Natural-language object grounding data
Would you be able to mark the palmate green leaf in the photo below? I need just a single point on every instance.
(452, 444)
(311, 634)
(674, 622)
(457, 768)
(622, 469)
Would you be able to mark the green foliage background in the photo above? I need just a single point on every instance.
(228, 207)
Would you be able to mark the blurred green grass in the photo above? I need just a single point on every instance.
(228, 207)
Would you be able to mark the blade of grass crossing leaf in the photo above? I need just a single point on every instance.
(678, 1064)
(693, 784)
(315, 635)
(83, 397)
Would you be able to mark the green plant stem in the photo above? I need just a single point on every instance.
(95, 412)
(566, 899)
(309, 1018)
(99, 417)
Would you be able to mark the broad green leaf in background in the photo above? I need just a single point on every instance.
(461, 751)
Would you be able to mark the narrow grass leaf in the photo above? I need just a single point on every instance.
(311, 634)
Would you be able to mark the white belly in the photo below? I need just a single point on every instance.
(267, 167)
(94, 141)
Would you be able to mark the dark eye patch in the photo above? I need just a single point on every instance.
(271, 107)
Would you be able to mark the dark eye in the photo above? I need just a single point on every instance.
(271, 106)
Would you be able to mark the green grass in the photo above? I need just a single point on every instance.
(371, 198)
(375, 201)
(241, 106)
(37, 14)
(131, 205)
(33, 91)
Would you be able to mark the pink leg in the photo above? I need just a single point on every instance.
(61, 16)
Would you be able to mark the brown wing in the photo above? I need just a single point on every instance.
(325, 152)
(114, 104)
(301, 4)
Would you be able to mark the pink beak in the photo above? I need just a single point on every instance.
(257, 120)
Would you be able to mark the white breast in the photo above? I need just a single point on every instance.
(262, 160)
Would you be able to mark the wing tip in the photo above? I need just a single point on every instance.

→ **Instructions for the task**: Print exactly the lines of the records from the one containing "Would you be able to mark the white breast" through the end, and nothing besides them.

→ **Answer to the exercise**:
Would you be able to mark the white breast in the photo above? I need just a single point on every instance.
(262, 160)
Would you be able to mark the wing tip in the photo above? I need just a single point on every instance.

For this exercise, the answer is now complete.